*STATED EXERCISE*
List every line in the records that contains the string "instance". Case counts.

[BEGIN]

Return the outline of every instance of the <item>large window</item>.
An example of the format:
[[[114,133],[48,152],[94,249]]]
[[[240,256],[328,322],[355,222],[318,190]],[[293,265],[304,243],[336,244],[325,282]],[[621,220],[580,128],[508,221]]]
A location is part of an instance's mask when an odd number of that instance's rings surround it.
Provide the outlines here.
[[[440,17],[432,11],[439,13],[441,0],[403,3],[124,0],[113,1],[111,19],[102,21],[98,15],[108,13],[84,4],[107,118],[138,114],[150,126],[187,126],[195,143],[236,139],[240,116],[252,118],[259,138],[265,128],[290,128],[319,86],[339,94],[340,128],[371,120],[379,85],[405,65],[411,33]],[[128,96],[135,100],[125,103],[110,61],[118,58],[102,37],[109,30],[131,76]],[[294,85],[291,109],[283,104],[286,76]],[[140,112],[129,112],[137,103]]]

[END]

*WRITTEN SOLUTION*
Return the outline of every instance of the <item>large window</item>.
A location is part of an instance's mask when an odd number of that instance's rings surround it.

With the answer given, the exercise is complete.